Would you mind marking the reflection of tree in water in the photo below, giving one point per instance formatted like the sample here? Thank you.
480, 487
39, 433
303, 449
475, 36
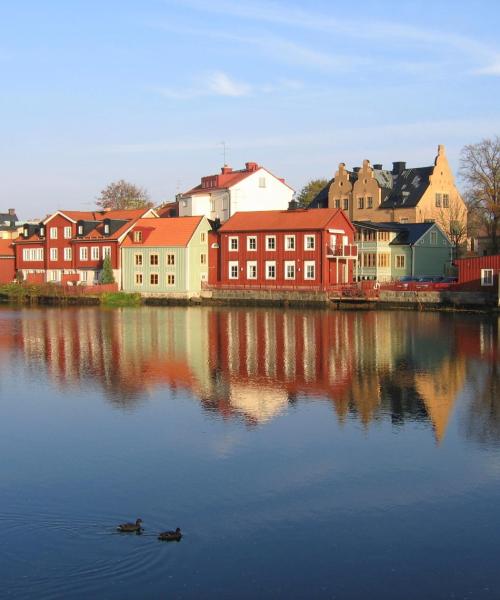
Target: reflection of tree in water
482, 420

▶ Given exercise:
Reproduce the records above line for line, leaving out the pictures.

▶ Written solution:
Would you mind marking the reflection of tree in water in the photo below, giving one point per instance formatted like the sample here? Thank you.
480, 487
39, 433
303, 449
475, 36
Target: reflection of tree in water
482, 420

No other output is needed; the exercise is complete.